### [What is asked]
Give the lines of the records, starting at the first line and ending at the line containing "1033 777 1059 798", as a JSON list of strings with one string per line, omitting blank lines and leaving out the pictures.

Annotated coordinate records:
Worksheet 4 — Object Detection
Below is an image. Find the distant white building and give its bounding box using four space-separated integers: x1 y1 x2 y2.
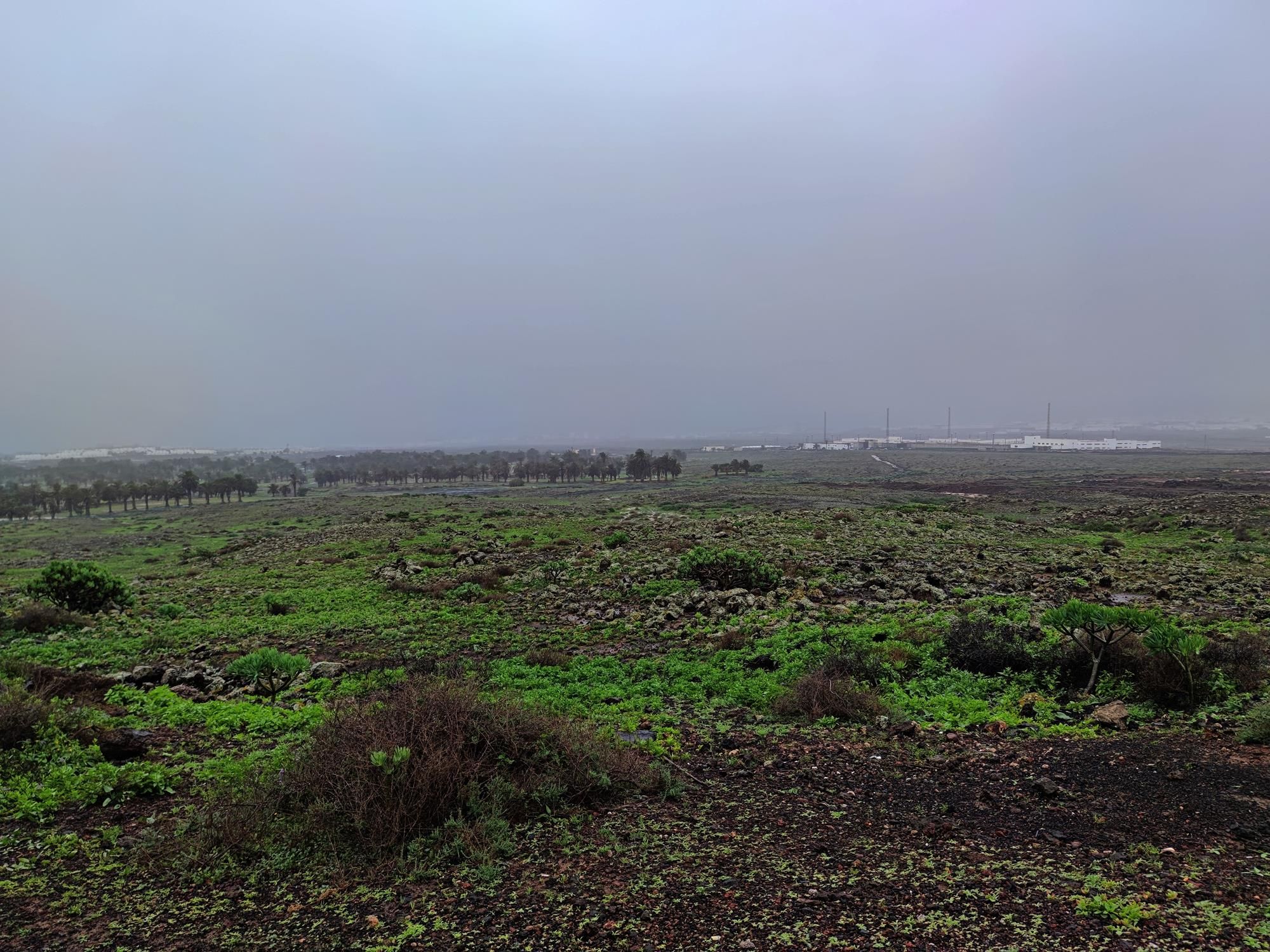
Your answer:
801 439 860 449
1008 437 1161 449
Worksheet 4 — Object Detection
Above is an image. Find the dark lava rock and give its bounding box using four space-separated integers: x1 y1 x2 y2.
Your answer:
1033 777 1059 798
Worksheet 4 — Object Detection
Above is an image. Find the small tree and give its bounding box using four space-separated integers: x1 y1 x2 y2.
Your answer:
1142 622 1208 706
679 546 781 592
27 559 133 612
225 647 309 704
1040 598 1161 694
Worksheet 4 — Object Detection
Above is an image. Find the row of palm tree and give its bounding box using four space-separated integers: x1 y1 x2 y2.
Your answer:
710 458 763 476
309 449 687 486
0 470 259 520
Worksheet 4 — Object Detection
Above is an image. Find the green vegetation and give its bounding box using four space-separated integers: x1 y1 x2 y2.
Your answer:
679 546 781 592
225 647 309 704
0 452 1270 951
27 559 133 612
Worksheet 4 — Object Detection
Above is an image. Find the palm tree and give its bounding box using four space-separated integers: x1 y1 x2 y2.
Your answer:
177 470 198 505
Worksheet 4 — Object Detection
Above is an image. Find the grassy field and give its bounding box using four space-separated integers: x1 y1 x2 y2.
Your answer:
0 451 1270 949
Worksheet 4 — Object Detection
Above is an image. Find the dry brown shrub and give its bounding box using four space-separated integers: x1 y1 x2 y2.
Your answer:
0 602 93 635
286 678 648 849
525 647 573 668
0 684 52 750
773 668 890 724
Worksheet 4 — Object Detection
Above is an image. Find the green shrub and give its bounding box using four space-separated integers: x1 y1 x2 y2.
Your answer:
27 559 133 612
1240 702 1270 744
1142 622 1208 703
605 529 631 548
262 592 296 614
0 720 175 821
448 581 485 602
679 546 781 592
225 647 309 703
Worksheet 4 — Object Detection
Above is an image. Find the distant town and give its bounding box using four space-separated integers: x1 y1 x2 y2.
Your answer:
792 435 1161 451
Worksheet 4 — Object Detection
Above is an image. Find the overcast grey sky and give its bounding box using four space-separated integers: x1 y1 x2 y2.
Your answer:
0 0 1270 451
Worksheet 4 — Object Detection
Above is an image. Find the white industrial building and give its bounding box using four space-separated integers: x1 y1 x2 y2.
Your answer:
1008 437 1160 449
800 437 1161 449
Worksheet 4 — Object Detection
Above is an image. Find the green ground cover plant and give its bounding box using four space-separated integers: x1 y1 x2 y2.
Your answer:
0 451 1270 949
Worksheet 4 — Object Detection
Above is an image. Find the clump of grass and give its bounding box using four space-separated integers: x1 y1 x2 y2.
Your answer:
264 593 296 614
0 602 91 635
525 647 573 668
1240 702 1270 744
225 647 309 703
679 546 781 592
605 529 631 548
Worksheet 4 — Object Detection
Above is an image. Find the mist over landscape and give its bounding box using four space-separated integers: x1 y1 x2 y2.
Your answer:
0 1 1270 452
7 7 1270 952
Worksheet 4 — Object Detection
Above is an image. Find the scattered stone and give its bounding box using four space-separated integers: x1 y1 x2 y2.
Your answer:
1090 701 1129 731
130 664 164 684
1033 777 1059 800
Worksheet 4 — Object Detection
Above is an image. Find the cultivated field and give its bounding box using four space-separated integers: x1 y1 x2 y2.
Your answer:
0 451 1270 949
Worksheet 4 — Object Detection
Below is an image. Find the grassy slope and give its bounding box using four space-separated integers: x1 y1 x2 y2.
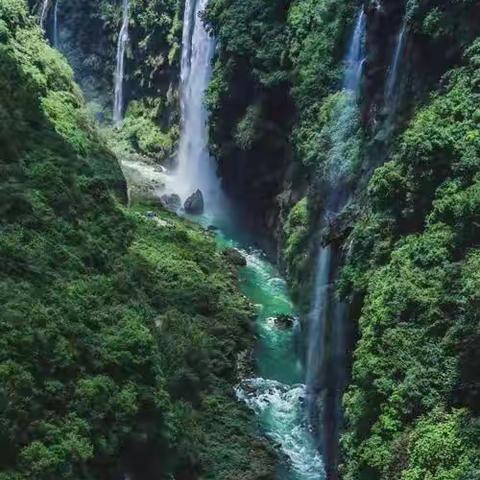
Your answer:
0 0 272 480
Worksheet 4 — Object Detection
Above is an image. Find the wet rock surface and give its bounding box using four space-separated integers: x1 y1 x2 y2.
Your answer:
160 193 182 213
222 248 247 267
183 189 205 215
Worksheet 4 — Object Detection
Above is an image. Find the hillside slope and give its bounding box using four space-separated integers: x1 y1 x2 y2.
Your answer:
0 0 273 480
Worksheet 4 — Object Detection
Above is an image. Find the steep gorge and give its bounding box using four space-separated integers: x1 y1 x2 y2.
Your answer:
0 0 480 480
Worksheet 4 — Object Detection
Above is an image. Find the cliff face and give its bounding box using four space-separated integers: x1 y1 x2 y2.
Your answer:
0 0 274 480
202 0 480 480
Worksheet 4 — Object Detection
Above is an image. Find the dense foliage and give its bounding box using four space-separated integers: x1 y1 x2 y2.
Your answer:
0 0 272 480
343 38 480 480
30 0 183 162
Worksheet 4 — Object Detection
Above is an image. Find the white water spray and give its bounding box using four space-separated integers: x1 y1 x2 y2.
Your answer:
385 20 407 102
113 0 129 125
53 0 60 48
40 0 50 30
172 0 225 214
306 9 366 476
343 8 367 93
306 246 332 396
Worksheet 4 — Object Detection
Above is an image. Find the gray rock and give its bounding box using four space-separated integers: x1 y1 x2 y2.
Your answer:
183 190 205 215
222 248 247 267
160 193 182 213
274 314 295 330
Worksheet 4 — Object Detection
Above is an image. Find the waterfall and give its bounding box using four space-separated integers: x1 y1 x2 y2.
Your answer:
343 8 366 93
306 8 366 478
306 246 332 395
172 0 224 213
385 19 407 102
53 0 60 48
40 0 50 30
113 0 129 125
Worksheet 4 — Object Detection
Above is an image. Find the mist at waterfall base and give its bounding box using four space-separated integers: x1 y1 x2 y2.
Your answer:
169 0 229 224
306 8 366 479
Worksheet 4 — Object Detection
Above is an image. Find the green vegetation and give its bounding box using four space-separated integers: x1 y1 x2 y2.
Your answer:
0 0 273 480
343 38 480 480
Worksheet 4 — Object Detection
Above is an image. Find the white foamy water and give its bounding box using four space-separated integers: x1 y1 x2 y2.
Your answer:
236 378 325 480
113 0 129 125
170 0 226 217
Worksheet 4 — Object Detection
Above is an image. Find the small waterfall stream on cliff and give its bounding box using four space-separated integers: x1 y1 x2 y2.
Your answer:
385 18 407 103
53 0 60 48
306 8 366 478
113 0 129 125
40 0 50 30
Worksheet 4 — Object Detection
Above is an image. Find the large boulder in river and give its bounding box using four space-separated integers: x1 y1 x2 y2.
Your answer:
222 248 247 267
160 193 182 213
274 314 295 330
183 190 205 215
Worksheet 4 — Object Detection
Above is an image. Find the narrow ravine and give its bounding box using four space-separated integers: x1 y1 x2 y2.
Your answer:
167 0 324 480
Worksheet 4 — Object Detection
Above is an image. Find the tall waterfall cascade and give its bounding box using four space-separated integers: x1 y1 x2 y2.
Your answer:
385 19 407 102
171 0 225 217
343 8 367 94
306 8 366 478
53 0 60 48
113 0 129 125
40 0 50 30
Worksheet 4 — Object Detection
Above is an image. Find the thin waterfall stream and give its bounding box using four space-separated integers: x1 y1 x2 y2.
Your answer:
113 0 129 125
53 0 60 48
385 18 407 102
306 8 366 479
40 0 50 30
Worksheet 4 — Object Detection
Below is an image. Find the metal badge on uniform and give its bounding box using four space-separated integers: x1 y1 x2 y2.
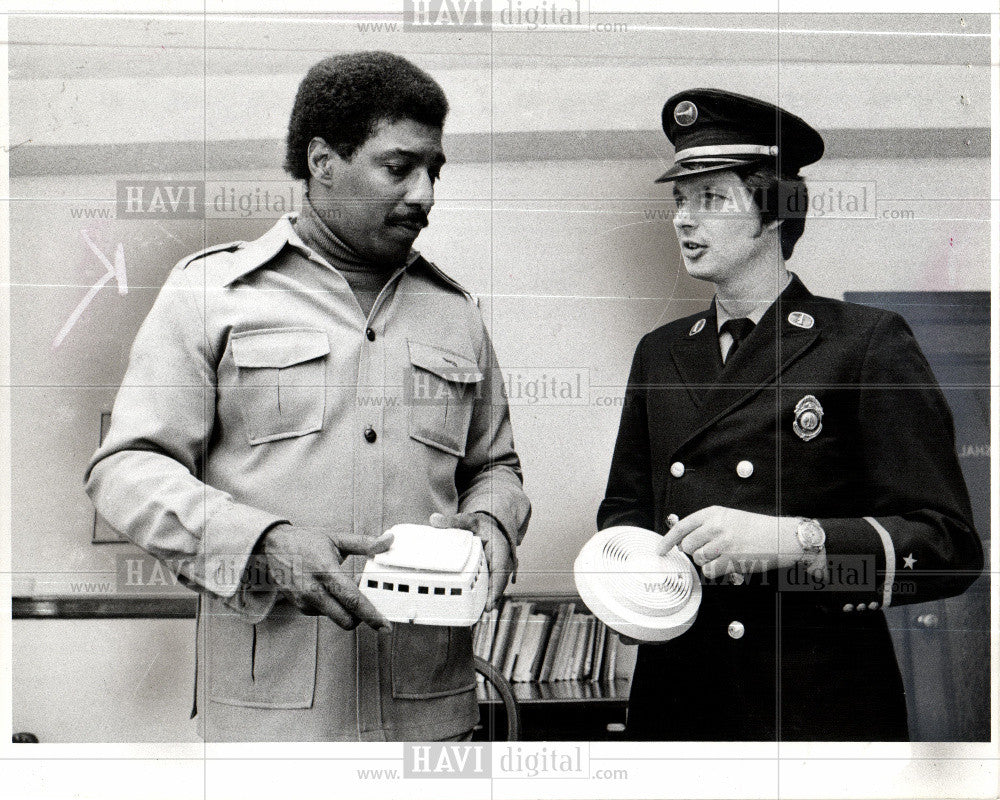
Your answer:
788 311 816 330
674 100 698 128
792 396 823 442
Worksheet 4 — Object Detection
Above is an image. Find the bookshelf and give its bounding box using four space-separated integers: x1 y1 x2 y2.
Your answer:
473 594 635 741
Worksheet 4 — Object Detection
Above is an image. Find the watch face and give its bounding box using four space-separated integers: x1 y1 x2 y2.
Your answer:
798 519 826 547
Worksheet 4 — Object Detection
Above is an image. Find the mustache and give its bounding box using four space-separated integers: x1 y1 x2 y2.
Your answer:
388 211 430 228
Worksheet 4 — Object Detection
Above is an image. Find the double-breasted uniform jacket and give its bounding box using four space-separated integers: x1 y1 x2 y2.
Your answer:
598 276 983 741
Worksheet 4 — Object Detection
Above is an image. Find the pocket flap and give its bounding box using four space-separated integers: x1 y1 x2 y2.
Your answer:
406 339 483 383
230 328 330 369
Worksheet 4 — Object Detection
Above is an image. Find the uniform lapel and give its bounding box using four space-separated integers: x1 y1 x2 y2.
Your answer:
670 300 722 408
678 275 821 454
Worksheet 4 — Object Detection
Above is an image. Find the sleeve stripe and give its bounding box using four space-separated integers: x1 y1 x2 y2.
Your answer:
865 517 896 608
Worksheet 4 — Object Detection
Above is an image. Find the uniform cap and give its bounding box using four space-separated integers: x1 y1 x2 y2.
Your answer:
656 89 823 183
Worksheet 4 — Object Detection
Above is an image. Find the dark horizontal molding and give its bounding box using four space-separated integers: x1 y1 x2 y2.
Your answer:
11 594 198 619
10 128 990 177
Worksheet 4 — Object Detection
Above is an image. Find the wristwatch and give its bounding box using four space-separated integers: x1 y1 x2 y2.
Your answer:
795 517 826 579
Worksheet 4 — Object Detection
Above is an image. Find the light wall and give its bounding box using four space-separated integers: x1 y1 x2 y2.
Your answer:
10 9 990 741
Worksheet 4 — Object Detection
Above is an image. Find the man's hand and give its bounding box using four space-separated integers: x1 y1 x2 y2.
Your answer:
430 513 513 611
264 524 392 632
657 506 802 579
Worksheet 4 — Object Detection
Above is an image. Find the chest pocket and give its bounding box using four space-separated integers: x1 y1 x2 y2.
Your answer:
404 340 483 457
230 328 330 445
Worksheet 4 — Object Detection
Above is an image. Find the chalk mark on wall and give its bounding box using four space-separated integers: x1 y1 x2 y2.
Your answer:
52 230 128 350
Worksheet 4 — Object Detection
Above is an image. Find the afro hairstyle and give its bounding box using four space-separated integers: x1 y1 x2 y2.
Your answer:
285 51 448 180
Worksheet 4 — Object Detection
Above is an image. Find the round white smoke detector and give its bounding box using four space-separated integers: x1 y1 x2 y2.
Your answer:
573 525 701 642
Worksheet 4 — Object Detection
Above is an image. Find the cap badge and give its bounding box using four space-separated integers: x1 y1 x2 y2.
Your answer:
788 311 816 330
674 100 698 128
792 394 823 442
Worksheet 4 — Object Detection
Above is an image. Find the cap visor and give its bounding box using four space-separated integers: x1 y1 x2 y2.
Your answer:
653 158 764 183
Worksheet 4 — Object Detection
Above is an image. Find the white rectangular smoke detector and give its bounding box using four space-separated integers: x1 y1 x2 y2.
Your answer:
360 524 489 627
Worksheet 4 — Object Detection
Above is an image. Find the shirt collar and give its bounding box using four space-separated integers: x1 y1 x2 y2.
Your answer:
715 272 792 331
217 212 420 285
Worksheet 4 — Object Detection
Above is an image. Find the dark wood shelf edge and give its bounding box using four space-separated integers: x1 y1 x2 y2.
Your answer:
11 593 581 619
11 594 198 619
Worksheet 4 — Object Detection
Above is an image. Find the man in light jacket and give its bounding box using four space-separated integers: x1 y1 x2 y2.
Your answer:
86 52 530 741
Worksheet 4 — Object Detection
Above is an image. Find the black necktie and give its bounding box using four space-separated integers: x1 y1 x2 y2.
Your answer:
719 317 756 361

### [Correct response]
[
  "Worksheet 4 — Object Detection",
  "Below is an image. Find the distant white building and give its bounding box using four space-separated integers: x1 y1 x2 y2.",
  "Your answer:",
  "801 439 860 449",
  "1008 437 1161 449",
  "Worksheet 4 — Object Detection",
  "Above is an image. Find the dark lava rock and give its bounding box using four space-separated integers: x1 y1 x2 y2.",
  "Your answer:",
  "1033 777 1059 798"
]